**WHAT IS EXPECTED**
Filter the data for lines with the word "below" and copy those lines.

**MATERIAL PROVIDED**

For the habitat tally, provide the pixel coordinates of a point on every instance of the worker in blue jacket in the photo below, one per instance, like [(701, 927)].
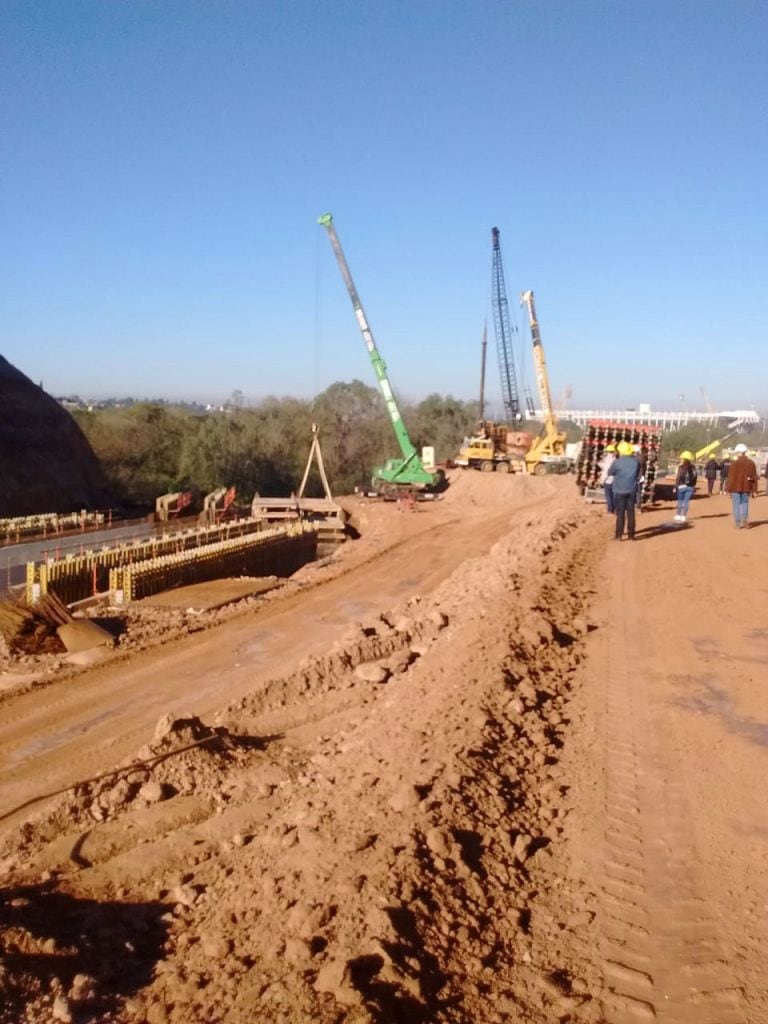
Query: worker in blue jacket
[(626, 473)]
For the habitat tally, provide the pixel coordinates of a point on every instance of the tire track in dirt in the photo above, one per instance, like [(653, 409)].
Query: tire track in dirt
[(663, 956)]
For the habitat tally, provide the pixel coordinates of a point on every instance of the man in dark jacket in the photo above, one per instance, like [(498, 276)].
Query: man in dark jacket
[(742, 482), (711, 474), (625, 473)]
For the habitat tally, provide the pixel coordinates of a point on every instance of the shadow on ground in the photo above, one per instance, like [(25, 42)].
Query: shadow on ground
[(49, 936)]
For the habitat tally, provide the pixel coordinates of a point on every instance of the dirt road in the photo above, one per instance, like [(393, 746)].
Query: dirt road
[(489, 767)]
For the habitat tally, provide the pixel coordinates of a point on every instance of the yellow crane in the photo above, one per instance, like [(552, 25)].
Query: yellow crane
[(550, 445)]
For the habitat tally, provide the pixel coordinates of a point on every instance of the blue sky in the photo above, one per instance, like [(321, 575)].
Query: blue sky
[(165, 164)]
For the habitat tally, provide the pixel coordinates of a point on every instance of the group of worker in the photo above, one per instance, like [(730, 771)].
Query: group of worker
[(622, 478), (622, 475)]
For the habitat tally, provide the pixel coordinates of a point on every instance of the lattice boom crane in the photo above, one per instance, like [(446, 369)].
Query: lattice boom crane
[(504, 333)]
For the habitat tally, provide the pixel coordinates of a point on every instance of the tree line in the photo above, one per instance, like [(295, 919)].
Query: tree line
[(151, 448)]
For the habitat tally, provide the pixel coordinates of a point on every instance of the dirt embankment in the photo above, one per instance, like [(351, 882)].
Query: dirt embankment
[(477, 786), (46, 464)]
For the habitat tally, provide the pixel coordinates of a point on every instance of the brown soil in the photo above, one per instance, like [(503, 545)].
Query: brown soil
[(482, 765)]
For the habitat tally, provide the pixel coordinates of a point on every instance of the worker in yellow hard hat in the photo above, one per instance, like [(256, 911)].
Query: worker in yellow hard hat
[(604, 478), (712, 468), (742, 484), (685, 481), (625, 473)]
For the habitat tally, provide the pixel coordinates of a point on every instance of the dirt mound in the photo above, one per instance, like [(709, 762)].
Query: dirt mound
[(383, 851), (46, 464)]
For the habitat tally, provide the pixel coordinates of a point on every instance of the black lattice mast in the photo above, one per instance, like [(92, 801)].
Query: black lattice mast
[(504, 334)]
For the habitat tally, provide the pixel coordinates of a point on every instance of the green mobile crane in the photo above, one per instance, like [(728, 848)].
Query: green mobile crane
[(408, 473)]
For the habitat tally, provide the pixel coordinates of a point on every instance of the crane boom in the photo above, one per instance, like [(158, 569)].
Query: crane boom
[(552, 442), (503, 333), (410, 470), (540, 364)]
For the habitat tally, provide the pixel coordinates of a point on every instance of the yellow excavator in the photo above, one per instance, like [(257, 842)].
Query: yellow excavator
[(709, 449), (548, 451)]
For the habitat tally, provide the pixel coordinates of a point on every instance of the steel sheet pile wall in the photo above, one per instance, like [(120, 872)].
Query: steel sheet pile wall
[(78, 577), (599, 433), (12, 529), (279, 551)]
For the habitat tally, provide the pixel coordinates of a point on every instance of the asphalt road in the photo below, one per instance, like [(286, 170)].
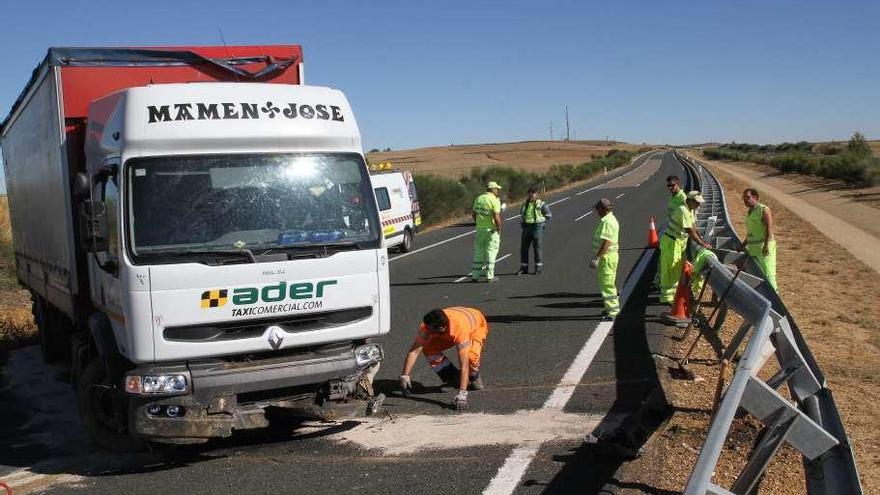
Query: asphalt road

**REPLY**
For the habitat tally, provide the pixel coordinates of a point on every instance of the worker in blue jacket in the photo below, one per instance, like [(701, 927)].
For the habitat tally, provide the pixel coordinates of a point on every instance of the asphalt road in the photo below, one per instance, like [(286, 170)].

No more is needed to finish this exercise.